◆ PROBLEMS TO WORK ON:
1. Answer these questions from the IFComp '04 review, one line each, marked (a), (b) and (c):
(a) What did the documentation of Die Vollkommene Masse proclaim?
(b) Which commands does the review list as unavailable in Getting Back to Sleep?
(c) Which ending did the reviewer reach in The Orion Agenda?
2. For each statement below, say whether the IFComp '04 review agrees, answering yes or no and quoting the words of the review that decide it:
(a) In Mingsheng, the character gets past the barrier on the player's behalf.
(b) The reviewer's list of grievances about Die Vollkommene Masse was almost an hour long.
(c) Getting Back to Sleep allows the player to DROP things.

◆ SOURCE EXTRACT:
☆ ☆ ☆ ☆ ☆ ☆ ☆
IFComp ’04 Impressions

In the order I played ’em:

Mingsheng

In the game’s central puzzle, I’m asked to study the natural world and from its example to find a new path. It’s my character, however, who does so, after an unrelated event sets him thinking about the solution. When I steer him back to the impassible barrier, he passes it for me, and from then on the two of us are slightly at odds.

Die Vollkommene Masse

This one’s hard to describe — a diplomatic scavenger hunt? a surreal dating sim? some kind of dark fantasy? — but easy to fault. My list of grievances was almost two hours long when the miraculous occurred: I beat the game. I, if not the single worst player in the world at least among the bottom twenty, had somehow received full marks from a game whose own documentation proclaimed its “mind-numbing difficulty.”

I feel like I’ve taken a bribe.

The Orion Agenda

Your character, though not an amnesiac, is essentially a blank slate: no mentioned friends among the corps, no particular goals or hang-ups, no real history. So when the story puts you in the middle of this philosophical dilemma — do we apply our knowledge or allow nature to take its course? — I assumed it was one of those classical sci-fi stories where the characters are only a gateway to the ideas. But that wouldn’t explain the brush with Rebecca near the end, or that scene in the beginning with “her, her, it ends with her” — um, Rebecca? My equally vacuous partner? Apparently so, and in not getting her to fall in love with me, I had achieved the “bad” ending.

Getting Back to Sleep

I guess programming a new system is kind of like designing a maze — fun, for the author, but frustrating for everyone else. Without L, I, QUIT, RESTART, UNDO, or VERBOSE, I mostly felt lost, and being able to DROP things was small consolation.

Ninja v1.30

To be honest I like the idea of the comp as a Wario Ware-type extravaganza of rapid-fire mini-games, each of them simplistic but in their sequence and proximity much greater than had they stood on their own.
☆ ☆ ☆ ☆ ☆ ☆ ☆
◆ RECORD SET:
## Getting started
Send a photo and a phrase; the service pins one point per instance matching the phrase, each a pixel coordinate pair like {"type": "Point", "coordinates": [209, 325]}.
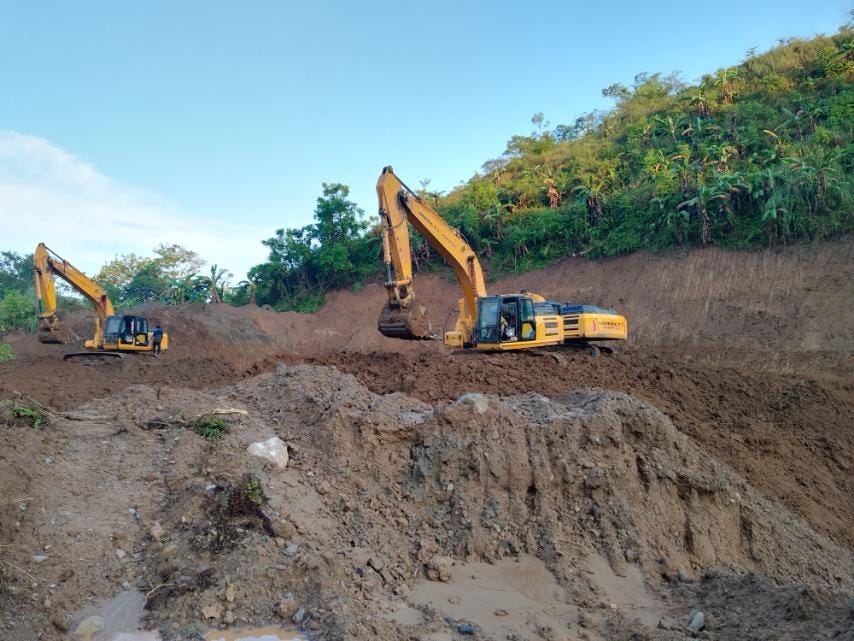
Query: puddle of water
{"type": "Point", "coordinates": [523, 588]}
{"type": "Point", "coordinates": [404, 614]}
{"type": "Point", "coordinates": [270, 633]}
{"type": "Point", "coordinates": [119, 617]}
{"type": "Point", "coordinates": [521, 595]}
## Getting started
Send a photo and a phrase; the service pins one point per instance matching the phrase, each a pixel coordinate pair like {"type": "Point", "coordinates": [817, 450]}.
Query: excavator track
{"type": "Point", "coordinates": [408, 323]}
{"type": "Point", "coordinates": [93, 358]}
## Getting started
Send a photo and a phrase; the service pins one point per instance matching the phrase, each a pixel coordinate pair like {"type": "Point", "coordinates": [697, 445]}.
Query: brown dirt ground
{"type": "Point", "coordinates": [749, 356]}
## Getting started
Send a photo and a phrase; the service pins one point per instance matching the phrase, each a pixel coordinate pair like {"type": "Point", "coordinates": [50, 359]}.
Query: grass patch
{"type": "Point", "coordinates": [209, 426]}
{"type": "Point", "coordinates": [27, 414]}
{"type": "Point", "coordinates": [232, 508]}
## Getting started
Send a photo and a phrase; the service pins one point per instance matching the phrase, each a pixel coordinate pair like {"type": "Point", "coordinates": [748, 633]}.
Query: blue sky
{"type": "Point", "coordinates": [211, 124]}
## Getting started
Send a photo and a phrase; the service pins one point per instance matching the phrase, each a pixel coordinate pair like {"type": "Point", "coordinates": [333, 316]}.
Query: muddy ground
{"type": "Point", "coordinates": [706, 466]}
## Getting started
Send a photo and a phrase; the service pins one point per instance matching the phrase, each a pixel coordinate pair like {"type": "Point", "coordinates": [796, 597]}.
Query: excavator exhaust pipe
{"type": "Point", "coordinates": [408, 323]}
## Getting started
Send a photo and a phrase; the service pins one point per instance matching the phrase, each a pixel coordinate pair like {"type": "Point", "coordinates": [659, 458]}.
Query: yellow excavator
{"type": "Point", "coordinates": [488, 323]}
{"type": "Point", "coordinates": [114, 333]}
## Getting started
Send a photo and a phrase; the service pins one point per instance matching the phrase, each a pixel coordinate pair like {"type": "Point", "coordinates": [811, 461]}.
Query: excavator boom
{"type": "Point", "coordinates": [489, 323]}
{"type": "Point", "coordinates": [113, 333]}
{"type": "Point", "coordinates": [46, 264]}
{"type": "Point", "coordinates": [402, 316]}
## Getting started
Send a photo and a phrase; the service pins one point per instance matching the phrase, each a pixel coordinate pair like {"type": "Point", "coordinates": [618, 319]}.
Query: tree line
{"type": "Point", "coordinates": [754, 155]}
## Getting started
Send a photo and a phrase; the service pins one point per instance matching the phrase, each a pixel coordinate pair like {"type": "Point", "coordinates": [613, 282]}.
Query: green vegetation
{"type": "Point", "coordinates": [18, 308]}
{"type": "Point", "coordinates": [252, 489]}
{"type": "Point", "coordinates": [209, 426]}
{"type": "Point", "coordinates": [333, 252]}
{"type": "Point", "coordinates": [754, 155]}
{"type": "Point", "coordinates": [31, 414]}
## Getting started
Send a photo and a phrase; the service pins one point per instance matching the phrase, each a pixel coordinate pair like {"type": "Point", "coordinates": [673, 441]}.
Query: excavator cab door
{"type": "Point", "coordinates": [488, 328]}
{"type": "Point", "coordinates": [140, 328]}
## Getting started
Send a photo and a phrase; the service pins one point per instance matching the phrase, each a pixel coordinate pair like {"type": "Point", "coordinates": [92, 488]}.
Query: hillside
{"type": "Point", "coordinates": [753, 155]}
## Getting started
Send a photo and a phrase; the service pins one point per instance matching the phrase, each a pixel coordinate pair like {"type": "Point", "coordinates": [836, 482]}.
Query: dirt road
{"type": "Point", "coordinates": [707, 465]}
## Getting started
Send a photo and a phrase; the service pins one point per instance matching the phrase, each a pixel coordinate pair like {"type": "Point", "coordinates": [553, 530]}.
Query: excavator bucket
{"type": "Point", "coordinates": [54, 332]}
{"type": "Point", "coordinates": [409, 323]}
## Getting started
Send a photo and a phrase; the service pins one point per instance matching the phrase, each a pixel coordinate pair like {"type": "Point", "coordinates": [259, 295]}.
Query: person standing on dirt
{"type": "Point", "coordinates": [156, 338]}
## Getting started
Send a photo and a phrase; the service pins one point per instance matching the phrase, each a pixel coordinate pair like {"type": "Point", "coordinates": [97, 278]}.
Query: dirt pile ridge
{"type": "Point", "coordinates": [707, 465]}
{"type": "Point", "coordinates": [598, 485]}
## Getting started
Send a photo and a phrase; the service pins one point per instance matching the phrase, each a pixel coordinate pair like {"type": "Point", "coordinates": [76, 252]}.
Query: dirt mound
{"type": "Point", "coordinates": [599, 486]}
{"type": "Point", "coordinates": [706, 466]}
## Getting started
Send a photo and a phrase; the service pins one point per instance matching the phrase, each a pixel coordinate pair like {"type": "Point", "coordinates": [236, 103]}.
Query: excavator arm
{"type": "Point", "coordinates": [48, 264]}
{"type": "Point", "coordinates": [402, 316]}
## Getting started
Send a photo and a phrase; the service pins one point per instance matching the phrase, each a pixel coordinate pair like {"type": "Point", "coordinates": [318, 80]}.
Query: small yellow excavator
{"type": "Point", "coordinates": [488, 323]}
{"type": "Point", "coordinates": [114, 333]}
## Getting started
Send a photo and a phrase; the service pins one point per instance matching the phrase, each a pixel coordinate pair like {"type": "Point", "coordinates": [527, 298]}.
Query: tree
{"type": "Point", "coordinates": [214, 284]}
{"type": "Point", "coordinates": [16, 272]}
{"type": "Point", "coordinates": [17, 311]}
{"type": "Point", "coordinates": [335, 251]}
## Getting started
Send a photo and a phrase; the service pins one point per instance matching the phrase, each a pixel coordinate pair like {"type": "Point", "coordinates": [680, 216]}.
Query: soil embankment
{"type": "Point", "coordinates": [707, 465]}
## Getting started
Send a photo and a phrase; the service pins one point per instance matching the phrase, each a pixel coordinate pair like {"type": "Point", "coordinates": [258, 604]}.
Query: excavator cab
{"type": "Point", "coordinates": [505, 319]}
{"type": "Point", "coordinates": [126, 330]}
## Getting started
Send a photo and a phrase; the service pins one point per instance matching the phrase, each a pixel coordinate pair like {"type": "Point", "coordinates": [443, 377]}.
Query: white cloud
{"type": "Point", "coordinates": [48, 195]}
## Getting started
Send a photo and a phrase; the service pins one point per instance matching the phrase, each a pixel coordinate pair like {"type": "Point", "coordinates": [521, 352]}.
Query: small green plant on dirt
☆ ☆ ☆ ☆ ☆ ☆ ☆
◆ SOLUTIONS PER TASK:
1.
(a) Its "mind-numbing difficulty."
(b) L, I, QUIT, RESTART, UNDO and VERBOSE.
(c) The "bad" ending.

2.
(a) Yes: "When I steer him back to the impassible barrier, he passes it for me"
(b) No: "My list of grievances was almost two hours long"
(c) Yes: "being able to DROP things was small consolation"